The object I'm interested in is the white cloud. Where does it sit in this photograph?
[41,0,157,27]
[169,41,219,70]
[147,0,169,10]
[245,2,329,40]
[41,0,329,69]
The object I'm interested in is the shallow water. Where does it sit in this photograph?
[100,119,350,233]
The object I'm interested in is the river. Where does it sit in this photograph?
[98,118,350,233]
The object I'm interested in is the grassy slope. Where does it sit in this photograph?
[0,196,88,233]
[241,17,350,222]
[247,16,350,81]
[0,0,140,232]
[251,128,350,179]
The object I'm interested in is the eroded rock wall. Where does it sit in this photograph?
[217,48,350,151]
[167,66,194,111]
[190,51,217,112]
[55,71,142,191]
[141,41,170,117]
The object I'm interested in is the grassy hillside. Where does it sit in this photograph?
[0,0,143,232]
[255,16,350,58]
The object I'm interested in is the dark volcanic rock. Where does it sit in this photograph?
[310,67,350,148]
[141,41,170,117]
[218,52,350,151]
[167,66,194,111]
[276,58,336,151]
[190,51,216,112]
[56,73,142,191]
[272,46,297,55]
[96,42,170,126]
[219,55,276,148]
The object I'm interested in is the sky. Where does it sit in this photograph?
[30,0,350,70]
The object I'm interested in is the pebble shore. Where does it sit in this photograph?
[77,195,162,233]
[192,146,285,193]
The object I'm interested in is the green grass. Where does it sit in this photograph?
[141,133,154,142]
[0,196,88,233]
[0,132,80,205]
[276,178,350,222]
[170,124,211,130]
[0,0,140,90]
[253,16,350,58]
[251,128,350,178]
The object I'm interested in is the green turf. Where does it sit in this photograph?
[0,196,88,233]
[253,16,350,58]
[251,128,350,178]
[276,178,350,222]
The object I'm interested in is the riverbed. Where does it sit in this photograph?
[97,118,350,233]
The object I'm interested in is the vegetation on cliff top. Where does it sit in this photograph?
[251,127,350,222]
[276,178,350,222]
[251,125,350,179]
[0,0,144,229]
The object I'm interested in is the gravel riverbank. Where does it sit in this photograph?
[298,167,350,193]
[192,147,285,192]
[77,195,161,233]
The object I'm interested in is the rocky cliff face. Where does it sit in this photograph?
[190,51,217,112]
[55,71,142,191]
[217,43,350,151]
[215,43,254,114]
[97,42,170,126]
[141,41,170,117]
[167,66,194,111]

━━━

→ Task
Could you copy the entries above word for word, starting with the line containing "The object I'm interested in is the vegetation" and going on through the last line of the entries?

→ Final result
The object I'm interested in is the vegetation on cliff top. Where does it sit in this photograph?
[251,127,350,222]
[276,178,350,222]
[251,125,350,179]
[0,0,144,229]
The object I'm interested in is the gravel riverbank. Where does it sit in this photograph?
[298,167,350,193]
[192,147,285,192]
[77,195,161,233]
The object I'm interested in is the rocky cliff face. Where does it sit in this photograph?
[190,51,217,112]
[55,71,142,191]
[217,43,350,151]
[215,43,254,114]
[97,42,170,126]
[141,41,170,117]
[167,66,194,111]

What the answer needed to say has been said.